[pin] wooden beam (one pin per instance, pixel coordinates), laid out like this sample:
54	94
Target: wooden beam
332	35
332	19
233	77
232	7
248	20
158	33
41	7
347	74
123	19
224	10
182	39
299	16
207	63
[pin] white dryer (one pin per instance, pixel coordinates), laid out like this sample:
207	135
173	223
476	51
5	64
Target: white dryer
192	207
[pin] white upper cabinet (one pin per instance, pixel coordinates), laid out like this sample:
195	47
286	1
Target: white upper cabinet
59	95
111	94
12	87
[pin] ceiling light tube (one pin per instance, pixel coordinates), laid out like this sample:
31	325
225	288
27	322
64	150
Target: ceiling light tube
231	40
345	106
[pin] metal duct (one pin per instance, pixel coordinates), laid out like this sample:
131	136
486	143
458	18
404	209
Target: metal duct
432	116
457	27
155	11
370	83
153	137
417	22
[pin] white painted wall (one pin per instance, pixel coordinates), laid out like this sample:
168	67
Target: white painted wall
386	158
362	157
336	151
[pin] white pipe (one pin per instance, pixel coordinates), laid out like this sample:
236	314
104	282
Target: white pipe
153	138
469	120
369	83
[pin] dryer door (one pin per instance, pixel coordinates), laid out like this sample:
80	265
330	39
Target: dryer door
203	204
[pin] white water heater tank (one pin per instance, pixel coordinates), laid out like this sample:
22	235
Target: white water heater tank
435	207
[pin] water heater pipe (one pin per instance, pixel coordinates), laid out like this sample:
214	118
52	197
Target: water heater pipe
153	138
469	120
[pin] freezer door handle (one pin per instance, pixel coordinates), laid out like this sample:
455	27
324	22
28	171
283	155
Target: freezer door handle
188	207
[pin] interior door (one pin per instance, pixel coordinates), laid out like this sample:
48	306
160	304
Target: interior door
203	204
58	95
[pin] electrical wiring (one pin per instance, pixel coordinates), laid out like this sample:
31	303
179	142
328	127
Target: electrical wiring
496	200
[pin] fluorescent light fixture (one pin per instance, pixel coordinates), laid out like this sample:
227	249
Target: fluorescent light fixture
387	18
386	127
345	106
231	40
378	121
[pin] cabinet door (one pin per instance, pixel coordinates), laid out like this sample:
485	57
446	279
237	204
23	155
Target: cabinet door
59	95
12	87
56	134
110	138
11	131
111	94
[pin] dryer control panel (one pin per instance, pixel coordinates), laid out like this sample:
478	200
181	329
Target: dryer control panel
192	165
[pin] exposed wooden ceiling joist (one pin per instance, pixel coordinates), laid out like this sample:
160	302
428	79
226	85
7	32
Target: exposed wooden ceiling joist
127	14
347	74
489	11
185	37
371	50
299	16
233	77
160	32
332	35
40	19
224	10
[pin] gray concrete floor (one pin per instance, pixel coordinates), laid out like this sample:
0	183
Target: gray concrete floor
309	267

=== What the task asks ===
Give back exactly the lines from the one with "[pin] cabinet door" through the final line of the material, both ends included, and no others.

=== Exercise answer ===
[pin] cabinet door (one pin per instance, pixel coordinates), laid out like this sample:
485	57
446	279
237	204
23	155
Target: cabinet door
59	95
12	87
56	134
110	138
11	131
111	94
[pin] dryer control panel (one pin per instance, pixel coordinates), laid out like this sample:
478	200
181	329
Target: dryer control panel
192	165
[pin] exposed wooden ceiling joist (one pin per instance, pixel coordinates), laid out like this sample:
160	302
428	79
226	85
7	32
Target: exposed wooden ceiling joist
127	14
347	74
489	11
185	37
371	50
299	16
233	77
160	32
332	35
40	19
224	10
[pin] gray concrete floor (one pin per instance, pixel coordinates), laid out like this sample:
0	183
Target: gray concrete floor
309	267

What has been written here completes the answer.